* _Task prompt_:
Copy out every one of the entries below word for word, changing nothing.

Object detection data
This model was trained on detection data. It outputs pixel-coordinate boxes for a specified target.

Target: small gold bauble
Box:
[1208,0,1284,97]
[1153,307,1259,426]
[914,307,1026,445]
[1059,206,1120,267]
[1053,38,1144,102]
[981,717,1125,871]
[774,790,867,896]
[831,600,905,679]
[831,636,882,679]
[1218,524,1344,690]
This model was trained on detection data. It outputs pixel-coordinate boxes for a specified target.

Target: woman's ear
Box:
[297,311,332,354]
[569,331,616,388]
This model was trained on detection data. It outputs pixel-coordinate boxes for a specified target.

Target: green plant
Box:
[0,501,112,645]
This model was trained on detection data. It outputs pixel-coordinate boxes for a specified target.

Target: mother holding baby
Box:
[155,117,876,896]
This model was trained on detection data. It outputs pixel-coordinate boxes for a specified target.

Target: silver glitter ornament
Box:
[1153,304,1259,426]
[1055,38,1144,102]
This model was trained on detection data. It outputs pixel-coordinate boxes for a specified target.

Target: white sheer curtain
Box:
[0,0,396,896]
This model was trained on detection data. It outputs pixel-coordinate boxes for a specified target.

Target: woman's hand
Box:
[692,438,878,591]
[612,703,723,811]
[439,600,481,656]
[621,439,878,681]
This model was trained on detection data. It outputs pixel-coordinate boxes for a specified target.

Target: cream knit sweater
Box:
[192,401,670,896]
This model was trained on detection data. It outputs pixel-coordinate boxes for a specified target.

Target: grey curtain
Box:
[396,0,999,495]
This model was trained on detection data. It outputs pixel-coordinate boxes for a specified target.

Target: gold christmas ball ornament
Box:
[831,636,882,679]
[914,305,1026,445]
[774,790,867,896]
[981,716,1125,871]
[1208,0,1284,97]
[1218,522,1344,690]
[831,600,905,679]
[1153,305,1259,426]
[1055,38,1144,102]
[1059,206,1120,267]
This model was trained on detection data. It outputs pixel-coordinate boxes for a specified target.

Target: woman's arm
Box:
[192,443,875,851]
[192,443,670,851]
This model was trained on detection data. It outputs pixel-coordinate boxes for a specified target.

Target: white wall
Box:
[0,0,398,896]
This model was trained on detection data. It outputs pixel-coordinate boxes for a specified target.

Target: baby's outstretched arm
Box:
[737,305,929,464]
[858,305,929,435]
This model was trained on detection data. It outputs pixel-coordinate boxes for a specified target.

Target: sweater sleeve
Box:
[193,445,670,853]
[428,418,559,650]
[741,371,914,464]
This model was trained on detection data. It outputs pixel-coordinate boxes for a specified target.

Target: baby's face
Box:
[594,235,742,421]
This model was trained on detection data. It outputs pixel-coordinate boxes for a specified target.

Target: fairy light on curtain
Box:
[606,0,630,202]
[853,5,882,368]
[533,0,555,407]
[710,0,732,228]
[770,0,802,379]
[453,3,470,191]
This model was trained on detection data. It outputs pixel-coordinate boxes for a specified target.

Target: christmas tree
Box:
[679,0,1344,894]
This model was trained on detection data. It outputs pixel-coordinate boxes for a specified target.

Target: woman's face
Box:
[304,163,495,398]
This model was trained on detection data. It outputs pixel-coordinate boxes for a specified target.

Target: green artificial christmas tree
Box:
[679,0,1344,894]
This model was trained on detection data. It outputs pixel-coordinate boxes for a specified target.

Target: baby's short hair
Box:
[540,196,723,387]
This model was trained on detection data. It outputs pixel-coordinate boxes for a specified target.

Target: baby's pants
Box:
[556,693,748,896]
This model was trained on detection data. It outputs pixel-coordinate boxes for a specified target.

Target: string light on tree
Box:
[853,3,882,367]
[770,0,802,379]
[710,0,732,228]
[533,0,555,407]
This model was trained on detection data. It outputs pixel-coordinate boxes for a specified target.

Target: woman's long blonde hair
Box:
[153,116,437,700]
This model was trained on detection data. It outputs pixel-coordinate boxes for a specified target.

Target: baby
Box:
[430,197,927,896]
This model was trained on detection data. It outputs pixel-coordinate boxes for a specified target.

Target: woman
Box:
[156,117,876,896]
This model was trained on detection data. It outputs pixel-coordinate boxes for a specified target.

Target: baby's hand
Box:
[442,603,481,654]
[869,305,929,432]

* _Complete response_:
This model was trained on detection data. It outputs pixel-coordinate boxes for a specified target.

Target: small gold bauble
Box:
[1208,0,1284,97]
[1153,307,1259,426]
[914,307,1026,445]
[1059,206,1120,267]
[1053,38,1144,102]
[981,717,1125,871]
[774,790,867,896]
[831,600,905,679]
[831,636,882,679]
[1218,524,1344,690]
This model was trained on detection data. It outputs pixel-coordinate boxes for a specified target.

Target: woman's ear
Box:
[297,311,332,354]
[569,331,616,388]
This model was trained on detection data. It outputs pixel-coordinate boxes for a specified target.

Target: green plant
Box:
[0,501,112,645]
This model was trained on detection data. It outputs pixel-coordinate boxes for a specified target.

Target: mother holding baby
Box:
[155,117,876,896]
This model was trained on detection data. It outputs pixel-coordinate boxes for a specified target.

Target: silver glitter ornament
Box:
[1153,304,1259,426]
[1055,38,1144,102]
This model was trained on detection data. It outputs pixel-coordinate boxes for a specified target.

Target: white sheer curtain
Box:
[0,0,396,896]
This model was trained on detection data. It outputs pixel-coordinate boxes for a specified target.

Target: woman's hand
Box:
[692,438,878,591]
[612,703,723,811]
[439,600,481,656]
[621,439,878,681]
This model was trained on detection data. It outputs pixel-coordinate boxes for a specified target.

Target: cream knit sweater
Box:
[192,401,670,896]
This model was trained on detection data. It outputs pixel-coordinate boxes for a specified target.

Target: grey curtain
Box:
[396,0,999,495]
This model was trained on detection data. It outputs pixel-coordinate boxes for a specified target.

Target: gold christmas ball ornament
Box:
[831,636,882,679]
[914,305,1026,445]
[774,790,867,896]
[981,716,1125,871]
[1208,0,1284,97]
[1218,522,1344,690]
[831,600,905,679]
[1153,305,1259,426]
[1055,38,1144,102]
[1059,206,1120,267]
This model was trained on detection data. It outputs pixel-coordinate boxes for a specified target.

Target: woman's arm
Box:
[192,443,875,851]
[192,443,670,851]
This model was trained on detection data. It outputs pixel-coordinate boxes for a specified target.

Target: white wall
Box:
[0,0,398,896]
This model was trained on detection data. It outputs pixel-coordinate boxes for a specified target.

Target: baby's outstretched arm
Box:
[737,305,929,464]
[858,305,929,435]
This model was trained on detection data. It outputs pixel-coordinate boxes for a specified target.

Target: sweater sleeve
Box:
[193,445,670,853]
[428,418,559,650]
[741,371,914,464]
This model was trained on detection data. It outputs pixel-coordinate boxes for a specified target.

Target: baby's face
Box:
[594,235,742,421]
This model was trained on detection data. It outputs pixel-coordinate boxes for a specified target.

Target: fairy light on curtain
Box:
[606,0,630,202]
[853,5,882,368]
[533,0,555,407]
[710,0,732,228]
[770,0,802,379]
[453,3,470,191]
This model was trained on detection data. It outputs pixel-coordinate boxes for a specified target.

Target: christmas tree
Box:
[679,0,1344,894]
This model was trained on detection data. It outputs pixel-coordinate boxes for a specified target.

Target: woman's face
Box:
[304,163,495,398]
This model was trained on detection data. It outputs pixel-coordinate boxes for a specified target.

Target: green artificial christmas tree
Box:
[679,0,1344,894]
This model was trained on detection data. It outputs pixel-coordinate boxes for a specified target.

Target: baby's short hair
Box:
[540,196,723,387]
This model was trained on detection data. It outputs pixel-coordinate boxes for a specified target.

Target: baby's pants
Box:
[556,693,748,896]
This model was trained on detection data. It outputs pixel-coordinate boxes for a specified target.

Target: string light on tree
Box:
[853,3,882,367]
[770,0,802,379]
[710,0,732,228]
[533,0,555,407]
This model was trained on detection data. It outputs pixel-coordinate boxes for a specified target.

Target: woman's long blonde hair
Box:
[153,116,437,700]
This model was trained on detection data. It outputs pixel-coordinate boxes for a specified target.

Target: baby
Box:
[430,197,927,896]
This model was trained on detection data. It outputs pixel-coordinate boxes for a specified target.

Target: woman
Box:
[156,117,876,896]
This model was trained on detection data. It outputs pixel-coordinate boxes for a specified target.

Target: baby's hand
Box:
[442,603,481,654]
[869,305,929,432]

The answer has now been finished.